Dataset records START

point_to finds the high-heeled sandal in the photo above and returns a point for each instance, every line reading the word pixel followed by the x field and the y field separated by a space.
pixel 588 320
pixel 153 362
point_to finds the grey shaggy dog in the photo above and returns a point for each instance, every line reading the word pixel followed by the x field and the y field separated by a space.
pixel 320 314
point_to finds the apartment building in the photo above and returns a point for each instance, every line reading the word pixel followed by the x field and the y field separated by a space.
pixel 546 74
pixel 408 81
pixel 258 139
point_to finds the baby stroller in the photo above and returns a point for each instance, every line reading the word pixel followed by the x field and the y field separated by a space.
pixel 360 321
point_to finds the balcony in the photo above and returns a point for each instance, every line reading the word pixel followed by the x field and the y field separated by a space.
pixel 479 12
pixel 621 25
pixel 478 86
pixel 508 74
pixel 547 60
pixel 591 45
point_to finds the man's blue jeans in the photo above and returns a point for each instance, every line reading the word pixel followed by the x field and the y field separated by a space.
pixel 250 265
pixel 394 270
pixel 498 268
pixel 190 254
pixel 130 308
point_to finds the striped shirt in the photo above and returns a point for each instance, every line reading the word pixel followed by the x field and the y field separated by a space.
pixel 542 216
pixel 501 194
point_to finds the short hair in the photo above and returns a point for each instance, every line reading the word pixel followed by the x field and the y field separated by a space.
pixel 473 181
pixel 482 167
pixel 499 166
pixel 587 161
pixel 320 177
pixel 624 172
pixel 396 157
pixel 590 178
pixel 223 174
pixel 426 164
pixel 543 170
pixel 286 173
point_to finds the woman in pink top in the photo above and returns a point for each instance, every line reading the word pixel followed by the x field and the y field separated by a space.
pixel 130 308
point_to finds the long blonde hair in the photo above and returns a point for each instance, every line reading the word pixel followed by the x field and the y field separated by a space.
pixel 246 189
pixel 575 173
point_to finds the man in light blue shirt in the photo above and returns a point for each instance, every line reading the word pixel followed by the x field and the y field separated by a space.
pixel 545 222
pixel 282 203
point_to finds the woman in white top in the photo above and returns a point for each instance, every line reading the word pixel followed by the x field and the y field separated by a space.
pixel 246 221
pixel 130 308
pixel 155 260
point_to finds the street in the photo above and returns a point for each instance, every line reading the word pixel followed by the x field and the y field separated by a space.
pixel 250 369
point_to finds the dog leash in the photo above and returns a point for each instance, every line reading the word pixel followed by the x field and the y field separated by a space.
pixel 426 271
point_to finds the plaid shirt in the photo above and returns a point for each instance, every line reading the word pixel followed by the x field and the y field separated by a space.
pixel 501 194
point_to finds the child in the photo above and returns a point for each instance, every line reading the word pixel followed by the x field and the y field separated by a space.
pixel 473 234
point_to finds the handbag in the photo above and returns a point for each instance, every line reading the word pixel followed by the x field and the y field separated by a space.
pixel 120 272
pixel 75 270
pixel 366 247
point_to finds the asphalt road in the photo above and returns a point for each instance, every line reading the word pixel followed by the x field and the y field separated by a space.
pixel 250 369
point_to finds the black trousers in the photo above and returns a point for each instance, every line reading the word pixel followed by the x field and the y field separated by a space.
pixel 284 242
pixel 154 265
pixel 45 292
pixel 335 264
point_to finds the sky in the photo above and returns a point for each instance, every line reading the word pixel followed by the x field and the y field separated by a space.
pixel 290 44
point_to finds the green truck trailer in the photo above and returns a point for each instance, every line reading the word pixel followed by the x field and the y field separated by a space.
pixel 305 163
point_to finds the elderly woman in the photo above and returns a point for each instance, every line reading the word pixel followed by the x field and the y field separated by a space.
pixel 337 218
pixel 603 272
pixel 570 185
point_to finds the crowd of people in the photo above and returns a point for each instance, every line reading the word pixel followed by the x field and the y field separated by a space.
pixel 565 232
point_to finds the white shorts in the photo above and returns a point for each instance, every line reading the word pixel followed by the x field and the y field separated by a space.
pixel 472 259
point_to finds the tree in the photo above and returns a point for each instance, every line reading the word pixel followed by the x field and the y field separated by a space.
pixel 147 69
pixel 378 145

Dataset records END

[Exercise directions]: Starting with the line that contains "point_to finds the crowd", restate every line up to and including the last one above, exactly.

[Result of this exercise]:
point_to finds the crowd of people in the photo above and returns a point for each instance, every line reading the word pixel followed by the x field and the y field separated by a space.
pixel 565 232
point_to finds the white shorts in the photo above and returns a point for each instance, every line reading the word pixel followed by the x field and the y field separated by a space.
pixel 472 259
point_to finds the tree in the photo above and returns a point for each instance, every line reading the word pixel followed by the x field and the y field separated by a space.
pixel 147 69
pixel 378 145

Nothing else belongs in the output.